Source records Block Start

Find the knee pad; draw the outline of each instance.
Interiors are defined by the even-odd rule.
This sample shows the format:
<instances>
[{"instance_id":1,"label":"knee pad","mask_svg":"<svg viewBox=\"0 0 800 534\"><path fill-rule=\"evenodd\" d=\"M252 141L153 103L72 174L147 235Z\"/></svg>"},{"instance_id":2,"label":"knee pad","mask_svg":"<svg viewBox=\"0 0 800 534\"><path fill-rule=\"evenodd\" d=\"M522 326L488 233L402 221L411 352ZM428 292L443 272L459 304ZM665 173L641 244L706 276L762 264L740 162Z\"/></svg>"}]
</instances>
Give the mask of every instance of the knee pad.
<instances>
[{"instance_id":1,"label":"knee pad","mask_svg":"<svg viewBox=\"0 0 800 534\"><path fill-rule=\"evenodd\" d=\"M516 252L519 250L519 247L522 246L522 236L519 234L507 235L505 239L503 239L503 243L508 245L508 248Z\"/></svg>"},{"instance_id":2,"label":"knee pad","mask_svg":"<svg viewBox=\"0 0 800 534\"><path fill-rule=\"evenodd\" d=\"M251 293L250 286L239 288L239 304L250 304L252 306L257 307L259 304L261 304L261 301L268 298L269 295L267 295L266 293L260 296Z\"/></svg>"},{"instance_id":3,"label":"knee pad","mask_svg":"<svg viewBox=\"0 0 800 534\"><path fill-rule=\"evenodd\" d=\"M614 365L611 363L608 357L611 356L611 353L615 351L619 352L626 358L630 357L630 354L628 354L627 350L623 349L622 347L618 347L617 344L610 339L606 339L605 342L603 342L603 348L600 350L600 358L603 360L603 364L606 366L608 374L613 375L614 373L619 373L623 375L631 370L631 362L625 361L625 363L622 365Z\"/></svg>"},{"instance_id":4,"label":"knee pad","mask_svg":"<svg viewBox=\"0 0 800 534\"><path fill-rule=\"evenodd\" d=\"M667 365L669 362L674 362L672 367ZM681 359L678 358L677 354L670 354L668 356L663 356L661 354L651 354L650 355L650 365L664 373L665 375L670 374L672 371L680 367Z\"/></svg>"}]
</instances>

Source records Block End

Exercise instructions:
After locating the line that contains "141L153 103L72 174L147", output it and the remaining lines of the material above, exactly as they read.

Solution for this exercise:
[{"instance_id":1,"label":"knee pad","mask_svg":"<svg viewBox=\"0 0 800 534\"><path fill-rule=\"evenodd\" d=\"M252 141L153 103L72 174L147 235Z\"/></svg>"},{"instance_id":2,"label":"knee pad","mask_svg":"<svg viewBox=\"0 0 800 534\"><path fill-rule=\"evenodd\" d=\"M522 326L488 233L402 221L411 352ZM428 292L443 272L459 304ZM665 173L641 244L706 276L762 264L740 162Z\"/></svg>"}]
</instances>
Give the mask of every instance of the knee pad.
<instances>
[{"instance_id":1,"label":"knee pad","mask_svg":"<svg viewBox=\"0 0 800 534\"><path fill-rule=\"evenodd\" d=\"M516 252L519 250L519 247L522 246L522 236L519 234L507 235L505 239L503 239L503 243L508 245L508 248Z\"/></svg>"},{"instance_id":2,"label":"knee pad","mask_svg":"<svg viewBox=\"0 0 800 534\"><path fill-rule=\"evenodd\" d=\"M251 293L250 286L239 288L239 304L250 304L252 306L257 307L259 304L261 304L261 301L268 298L269 295L267 295L266 293L260 296Z\"/></svg>"},{"instance_id":3,"label":"knee pad","mask_svg":"<svg viewBox=\"0 0 800 534\"><path fill-rule=\"evenodd\" d=\"M614 365L611 363L608 357L611 356L611 353L615 351L619 352L626 358L630 357L630 354L628 354L627 350L623 349L622 347L618 347L617 344L610 339L606 339L605 342L603 342L603 348L600 350L600 358L603 360L603 364L606 366L608 374L613 375L614 373L619 373L623 375L631 370L631 362L625 361L625 363L622 365Z\"/></svg>"},{"instance_id":4,"label":"knee pad","mask_svg":"<svg viewBox=\"0 0 800 534\"><path fill-rule=\"evenodd\" d=\"M667 365L669 362L674 362L672 367ZM681 359L678 358L677 354L670 354L668 356L663 356L661 354L651 354L650 355L650 365L664 373L665 375L670 374L672 371L680 367Z\"/></svg>"}]
</instances>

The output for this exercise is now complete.